(Text-to-region grounding data)
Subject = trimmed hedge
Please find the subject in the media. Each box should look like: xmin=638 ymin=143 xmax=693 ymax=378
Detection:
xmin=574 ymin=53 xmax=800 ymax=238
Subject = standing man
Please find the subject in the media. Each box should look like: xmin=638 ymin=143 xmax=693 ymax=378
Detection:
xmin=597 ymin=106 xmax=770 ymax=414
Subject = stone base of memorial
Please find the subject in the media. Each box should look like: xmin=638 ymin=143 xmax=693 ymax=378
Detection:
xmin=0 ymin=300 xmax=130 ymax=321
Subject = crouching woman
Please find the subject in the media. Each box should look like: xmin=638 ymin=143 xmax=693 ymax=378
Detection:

• What this task involves: The answer should reproduce all of the data without any alteration.

• Answer area:
Subject = trimmed hedge
Please find the subject in the media. Each box should look like: xmin=638 ymin=143 xmax=693 ymax=378
Detection:
xmin=574 ymin=53 xmax=800 ymax=238
Subject = standing man
Please find the subject in the media. Each box should look like: xmin=638 ymin=143 xmax=693 ymax=378
Detection:
xmin=597 ymin=106 xmax=770 ymax=414
Subject = stone base of memorial
Please find the subject in the media. Each box should look like: xmin=638 ymin=143 xmax=693 ymax=378
Detection:
xmin=0 ymin=300 xmax=130 ymax=321
Subject = crouching woman
Please find the subject in the media. Each box should look like: xmin=638 ymin=143 xmax=693 ymax=378
Detection:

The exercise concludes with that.